# INSTRUÇÕES
1. Diga se cada afirmação a seguir está de acordo com o texto sobre Leminski, respondendo sim ou não e citando literalmente as palavras do texto que decidem a questão: (a) Leminski nasceu em Curitiba; (b) La vie en close foi lançado por Leminski em vida; (c) os ensaios de Leminski foram reeditados pela editora da Unicamp.
2. Transcreva do texto sobre Leminski o trecho que começa nas palavras "Para chegar a" e termina logo depois de "ainda a se ler?".
3. Dê seguimento ao texto sobre Leminski, começando logo após a última frase apresentada.

══ TEXTO DE ORIGEM

Difícil falar de Leminski sem falar de sua persona. O mesmo drama aqui relatado sobre Ana Cristina Cesar, mas pior. É fato que Paulo Leminski (1944-1989) é conhecido por sua marginalidade, por sua boemia, por sua poesia que cativa até mesmo aqueles que sempre dizem não gostar de poesia. Também sempre se lembra de sua naturalidade, curitibana como a deste que vos escreve, o que também faz com que seus leitores não paranaenses atribuam-lhe todos os estereótipos ligados à cidade. Talvez ele até mesmo contribua para que isso esteja atrelado a sua arte. Talvez não. O que é preciso é entender como sua poesia parece se manter tão bem sistematizada mesmo sob julgamento daqueles que não a apreciam. Ou melhor: por que todos leem Leminski e conseguem defini-lo?

Para chegar a resposta, esqueçam, é claro, daquele Leminski à Bukowski. Falamos de um poeta que ainda é, arrisco eu, pouco lido realmente, por inteiro. Por aí, pelas redes sociais, pelos livros didáticos, citam-se somente os mesmos versos, geralmente seus autointitulados relaxos ou um ou outro poema de livros posteriores, principalmente aqueles ainda publicados em vida. Não se cita, por exemplo, nada do Catatau (1975), sua obra prosaica-poética, multifacetada e experimental, ainda a ser descoberta até pela maior parte da crítica literária nacional. De seus ensaios nem se fala, mesmo sendo reeditados recentemente pela editora da Unicamp (Ensaios e anseios crípticos). Que Leminski podemos encontrar, por exemplo, em Toda poesia (2013), reunião de sua poesia pela Companhia das Letras? Haveria todo um Leminski ainda a se ler?

Há todo um Leminski pelo menos. Não diria ser uma empreitada necessariamente difícil descobri-lo. Sua obra propriamente poética é na verdade não muito extensa: em vida, lançou apenas Quarenta clics em Curitiba (1976), Caprichos e relaxos (1983) e Distraídos venceremos (1987). Em seguida, Alice Ruiz, sua viúva, lançou outros livros post-mortem, que já vinham sendo organizados, como La vie en close (1991), O ex-estranho (1996) e Winterverno (2001). Nessa nova edição de sua poesia compilada, incluem-se ainda alguns outros poemas esparsos, perdidos nas edições independentes de Polonaises e Não fosse isso e era menos não fosse tanto e era quase. Todos são livros relativamente curtos, com poemas não muito longos, alguns até visuais (ou seja, graficamente mais elaborados).

════
══ LINHAS DE DADOS

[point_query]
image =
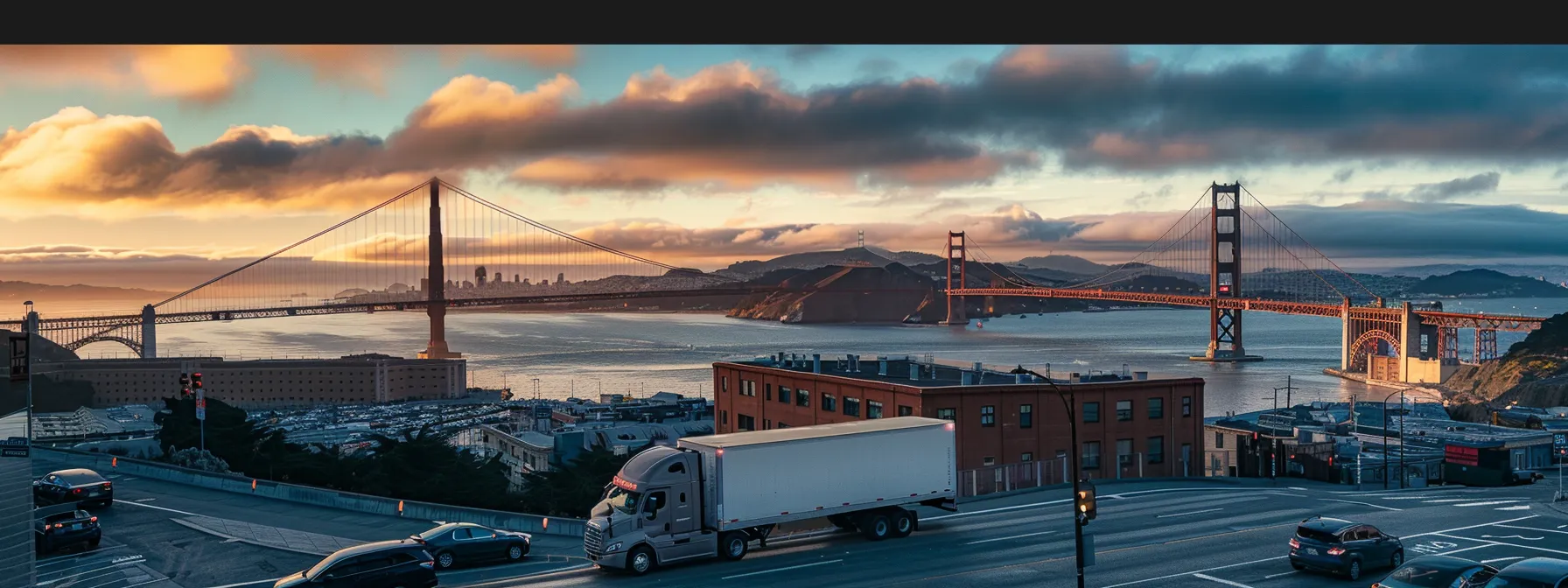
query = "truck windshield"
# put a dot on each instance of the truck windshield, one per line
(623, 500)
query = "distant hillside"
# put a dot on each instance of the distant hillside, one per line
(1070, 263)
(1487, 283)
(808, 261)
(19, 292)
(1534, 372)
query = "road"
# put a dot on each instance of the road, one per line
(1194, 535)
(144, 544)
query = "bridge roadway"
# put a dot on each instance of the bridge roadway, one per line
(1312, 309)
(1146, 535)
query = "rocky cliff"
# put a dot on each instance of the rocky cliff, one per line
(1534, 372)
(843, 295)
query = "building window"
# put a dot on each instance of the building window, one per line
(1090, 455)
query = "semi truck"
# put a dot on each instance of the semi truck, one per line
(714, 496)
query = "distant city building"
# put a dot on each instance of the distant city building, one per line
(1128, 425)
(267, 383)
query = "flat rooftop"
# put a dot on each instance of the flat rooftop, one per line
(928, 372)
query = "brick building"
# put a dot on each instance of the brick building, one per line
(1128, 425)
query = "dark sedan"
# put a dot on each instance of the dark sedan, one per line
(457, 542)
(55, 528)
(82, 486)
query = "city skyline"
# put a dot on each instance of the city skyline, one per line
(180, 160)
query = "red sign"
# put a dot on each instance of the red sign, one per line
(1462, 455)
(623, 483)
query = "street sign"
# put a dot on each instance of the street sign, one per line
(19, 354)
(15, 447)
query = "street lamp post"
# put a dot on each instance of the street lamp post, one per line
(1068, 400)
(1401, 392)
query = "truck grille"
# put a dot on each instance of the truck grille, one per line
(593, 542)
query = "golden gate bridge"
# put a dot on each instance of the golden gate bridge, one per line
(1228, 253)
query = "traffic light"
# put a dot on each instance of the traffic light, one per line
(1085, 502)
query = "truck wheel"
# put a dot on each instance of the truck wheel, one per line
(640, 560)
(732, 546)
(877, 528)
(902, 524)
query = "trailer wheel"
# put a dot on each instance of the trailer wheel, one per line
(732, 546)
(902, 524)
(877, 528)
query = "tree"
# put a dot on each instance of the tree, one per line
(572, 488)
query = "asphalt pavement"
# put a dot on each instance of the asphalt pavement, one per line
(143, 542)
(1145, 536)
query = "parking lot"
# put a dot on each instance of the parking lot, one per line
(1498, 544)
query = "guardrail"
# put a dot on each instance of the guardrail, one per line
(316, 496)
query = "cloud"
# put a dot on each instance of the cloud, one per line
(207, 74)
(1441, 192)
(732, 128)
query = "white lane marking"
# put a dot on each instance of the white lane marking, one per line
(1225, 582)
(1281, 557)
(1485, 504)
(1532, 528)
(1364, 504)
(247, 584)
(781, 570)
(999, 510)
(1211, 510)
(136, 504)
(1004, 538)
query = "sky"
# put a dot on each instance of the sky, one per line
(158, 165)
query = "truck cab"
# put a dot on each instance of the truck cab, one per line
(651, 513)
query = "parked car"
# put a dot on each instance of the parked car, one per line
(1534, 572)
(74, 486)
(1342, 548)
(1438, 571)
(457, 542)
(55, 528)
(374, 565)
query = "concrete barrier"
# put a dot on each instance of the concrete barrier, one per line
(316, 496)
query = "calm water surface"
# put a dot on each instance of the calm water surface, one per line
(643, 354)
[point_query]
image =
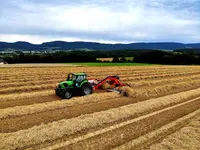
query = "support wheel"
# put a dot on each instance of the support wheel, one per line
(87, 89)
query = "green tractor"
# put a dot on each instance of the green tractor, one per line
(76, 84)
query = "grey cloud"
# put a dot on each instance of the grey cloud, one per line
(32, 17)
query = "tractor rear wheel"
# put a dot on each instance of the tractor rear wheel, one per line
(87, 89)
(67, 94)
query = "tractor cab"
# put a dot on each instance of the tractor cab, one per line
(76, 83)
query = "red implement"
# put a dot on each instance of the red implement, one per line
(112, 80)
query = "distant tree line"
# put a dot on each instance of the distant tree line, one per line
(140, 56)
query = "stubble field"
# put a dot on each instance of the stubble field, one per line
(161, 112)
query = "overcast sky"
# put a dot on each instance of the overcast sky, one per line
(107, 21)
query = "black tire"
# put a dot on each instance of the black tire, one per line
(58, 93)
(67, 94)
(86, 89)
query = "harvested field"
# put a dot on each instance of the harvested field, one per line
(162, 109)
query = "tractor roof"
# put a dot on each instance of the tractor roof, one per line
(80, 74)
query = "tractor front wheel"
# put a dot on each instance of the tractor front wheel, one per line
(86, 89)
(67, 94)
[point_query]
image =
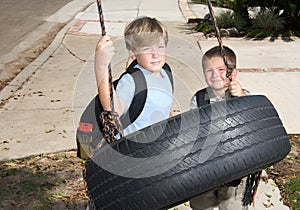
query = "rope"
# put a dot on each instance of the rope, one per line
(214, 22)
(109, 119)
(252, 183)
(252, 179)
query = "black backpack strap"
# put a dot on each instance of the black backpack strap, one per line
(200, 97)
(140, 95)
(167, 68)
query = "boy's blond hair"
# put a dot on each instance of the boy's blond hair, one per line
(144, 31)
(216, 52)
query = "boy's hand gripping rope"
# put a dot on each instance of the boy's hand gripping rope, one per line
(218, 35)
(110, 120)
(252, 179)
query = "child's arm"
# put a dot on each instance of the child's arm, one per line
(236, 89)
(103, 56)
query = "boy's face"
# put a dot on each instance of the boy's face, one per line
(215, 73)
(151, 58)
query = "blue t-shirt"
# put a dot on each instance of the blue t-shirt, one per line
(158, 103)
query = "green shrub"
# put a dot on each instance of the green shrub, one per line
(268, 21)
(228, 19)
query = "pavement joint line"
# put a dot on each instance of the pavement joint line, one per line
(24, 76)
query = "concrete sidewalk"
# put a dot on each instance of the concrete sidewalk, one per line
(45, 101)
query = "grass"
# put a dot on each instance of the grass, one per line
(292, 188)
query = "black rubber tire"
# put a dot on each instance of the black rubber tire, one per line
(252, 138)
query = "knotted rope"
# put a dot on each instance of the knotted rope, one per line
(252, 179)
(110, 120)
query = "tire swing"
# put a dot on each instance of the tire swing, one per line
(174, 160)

════

# EXERCÍCIOS RESOLVIDOS
1.
(a) Sim: "Também sempre se lembra de sua naturalidade, curitibana"
(b) Não: "Em seguida, Alice Ruiz, sua viúva, lançou outros livros post-mortem, que já vinham sendo organizados, como La vie en close (1991)"
(c) Sim: "De seus ensaios nem se fala, mesmo sendo reeditados recentemente pela editora da Unicamp"

2.
Para chegar a resposta, esqueçam, é claro, daquele Leminski à Bukowski. Falamos de um poeta que ainda é, arrisco eu, pouco lido realmente, por inteiro. Por aí, pelas redes sociais, pelos livros didáticos, citam-se somente os mesmos versos, geralmente seus autointitulados relaxos ou um ou outro poema de livros posteriores, principalmente aqueles ainda publicados em vida. Não se cita, por exemplo, nada do Catatau (1975), sua obra prosaica-poética, multifacetada e experimental, ainda a ser descoberta até pela maior parte da crítica literária nacional. De seus ensaios nem se fala, mesmo sendo reeditados recentemente pela editora da Unicamp (Ensaios e anseios crípticos). Que Leminski podemos encontrar, por exemplo, em Toda poesia (2013), reunião de sua poesia pela Companhia das Letras? Haveria todo um Leminski ainda a se ler?

3.
Leminski, como diz em alguns de seus ensaios, sempre almejou a poesia “acessível”; não no sentido de “fácil”, mas não aristocrática, que se apropria da linguagem por inteiro, inclusive aquela da publicidade, para ressignificá-la na prática. Uma linguagem poética que, a princípio, poderia ser entendida por todos, não apenas por “iniciados”. Ele, sim, talvez seja um iniciador. Nesse sentido, acredito que o poeta conseguiu o que queria: muitos começam a ler poesia por sua causa. Agora, será que podemos reduzi-lo a apenas o início, como se fosse um antigo livro de infância cuja leitura abandonamos ao crescer?

Antes de tudo, precisamos compreender de onde Leminski veio. Digo não sua cidade, mas sim de que literatura ele surgiu. Trata-se de alguém nascido em um período anterior ao regime militar, que viu ainda a cultura brasileira se expandir nos centros urbanos em uma diversidade incomum. Desde cedo se interessou, por exemplo, pela poesia concreta, tão em voga à época do lançamento de sua teoria pelos irmãos Campos e por Décio Pignatari. O jovem poeta curitibano, empolgado pela neovanguarda paulistana, chegou até mesmo a encontrar os concretistas na Semana Nacional de Poesia de Vanguarda, em 1963, muito antes até mesmo do experimental Catatau. Trata-se de dados biográficos que nos ajudam a encontrar esse Leminski iniciante, que nunca considerou a poesia como mero passatempo, como piano em sala de estar burguesa. Seus poemas sempre o demonstraram: a poesia sempre foi sua angústia, sua ansiedade.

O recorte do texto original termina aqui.